[Data Boundary: Start]
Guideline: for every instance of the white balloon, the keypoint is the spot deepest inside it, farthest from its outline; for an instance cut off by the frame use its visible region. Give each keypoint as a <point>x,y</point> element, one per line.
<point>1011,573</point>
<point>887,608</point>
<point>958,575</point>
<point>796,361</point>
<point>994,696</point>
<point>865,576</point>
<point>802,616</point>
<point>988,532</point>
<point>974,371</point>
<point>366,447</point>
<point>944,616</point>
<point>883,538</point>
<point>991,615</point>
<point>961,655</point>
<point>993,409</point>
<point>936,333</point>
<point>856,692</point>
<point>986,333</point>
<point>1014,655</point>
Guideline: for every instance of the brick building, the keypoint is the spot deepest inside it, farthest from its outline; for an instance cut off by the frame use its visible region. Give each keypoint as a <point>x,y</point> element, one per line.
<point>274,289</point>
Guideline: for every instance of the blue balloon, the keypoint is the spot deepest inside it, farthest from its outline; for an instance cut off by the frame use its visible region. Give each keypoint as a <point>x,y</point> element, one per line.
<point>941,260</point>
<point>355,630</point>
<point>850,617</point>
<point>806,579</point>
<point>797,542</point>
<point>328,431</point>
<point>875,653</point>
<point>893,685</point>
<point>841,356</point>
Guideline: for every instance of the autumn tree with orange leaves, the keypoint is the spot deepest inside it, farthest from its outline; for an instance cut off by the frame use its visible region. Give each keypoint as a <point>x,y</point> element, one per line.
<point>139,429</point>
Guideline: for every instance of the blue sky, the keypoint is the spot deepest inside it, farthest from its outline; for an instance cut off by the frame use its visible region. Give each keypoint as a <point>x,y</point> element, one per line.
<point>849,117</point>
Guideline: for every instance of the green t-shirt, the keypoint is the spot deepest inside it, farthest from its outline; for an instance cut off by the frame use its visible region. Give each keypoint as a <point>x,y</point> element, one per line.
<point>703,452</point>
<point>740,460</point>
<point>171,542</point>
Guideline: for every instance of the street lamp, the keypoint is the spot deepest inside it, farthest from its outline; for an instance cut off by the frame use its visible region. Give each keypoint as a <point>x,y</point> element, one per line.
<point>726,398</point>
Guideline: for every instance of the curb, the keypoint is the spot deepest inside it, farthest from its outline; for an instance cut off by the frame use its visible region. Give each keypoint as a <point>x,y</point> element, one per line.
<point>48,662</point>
[Data Boundary: End]
**Problem requirements**
Copy the entries exactly as they appear.

**Task output**
Guideline: for every instance of the white balloon, the keypoint is the spot deepest inside it, farthest from its outline; for an instance cut off by the frame use its visible region. Give each keypoint as a <point>x,y</point> element, one per line.
<point>1011,573</point>
<point>887,608</point>
<point>958,575</point>
<point>796,361</point>
<point>994,696</point>
<point>865,576</point>
<point>802,616</point>
<point>988,532</point>
<point>974,371</point>
<point>366,447</point>
<point>944,616</point>
<point>883,538</point>
<point>991,615</point>
<point>961,655</point>
<point>993,409</point>
<point>936,333</point>
<point>856,692</point>
<point>986,333</point>
<point>1014,655</point>
Guideline: for every instance of the brick building, the keypoint is the spot deepest inside it, farthest from its outline; for an instance cut off by the frame use its visible region. Give each keypoint as a <point>x,y</point> element, one per line.
<point>274,289</point>
Guideline: for every instance of the blue balloon, the keypoint is the spot deepest inside it, farthest from its outline; for an instance cut off by the frame use its visible region. Give each keypoint as a <point>x,y</point> element, one per line.
<point>941,260</point>
<point>355,630</point>
<point>850,617</point>
<point>806,579</point>
<point>797,542</point>
<point>328,431</point>
<point>875,653</point>
<point>893,685</point>
<point>841,356</point>
Guideline: for every instance of the autumn tree with orange leaves, the keypoint is the spot deepest inside it, farthest from its outline; for an instance cut off by the frame use its visible region. Give each keypoint as a <point>x,y</point> element, one per line.
<point>139,429</point>
Guideline: for every instance of the blue sky, the keypoint is the spot deepest inside it, farthest from its outline; for an instance cut off by the frame use its visible region. Give each keypoint as a <point>x,y</point> element, one per line.
<point>849,117</point>
Guideline: for every instance of the green t-shirt, the keypoint is the spot deepest inside it, farthest from its outline; for an instance cut off by the frame use its visible region. Give each keypoint as a <point>x,y</point> element, one per line.
<point>703,452</point>
<point>740,460</point>
<point>171,542</point>
Guideline: for every instance of the street lamp, the keypoint is the spot deepest inside it, farthest from its outline; for an instance cut off by the frame use its visible region. Give each keypoint as a <point>x,y</point> element, one per line.
<point>726,398</point>
Guideline: for every instance of the curb, the keypoint is the spot deepest inside it, farthest from its outline; for an instance cut off by the frame use its visible region. Give each keypoint as a <point>x,y</point> element, one per line.
<point>48,662</point>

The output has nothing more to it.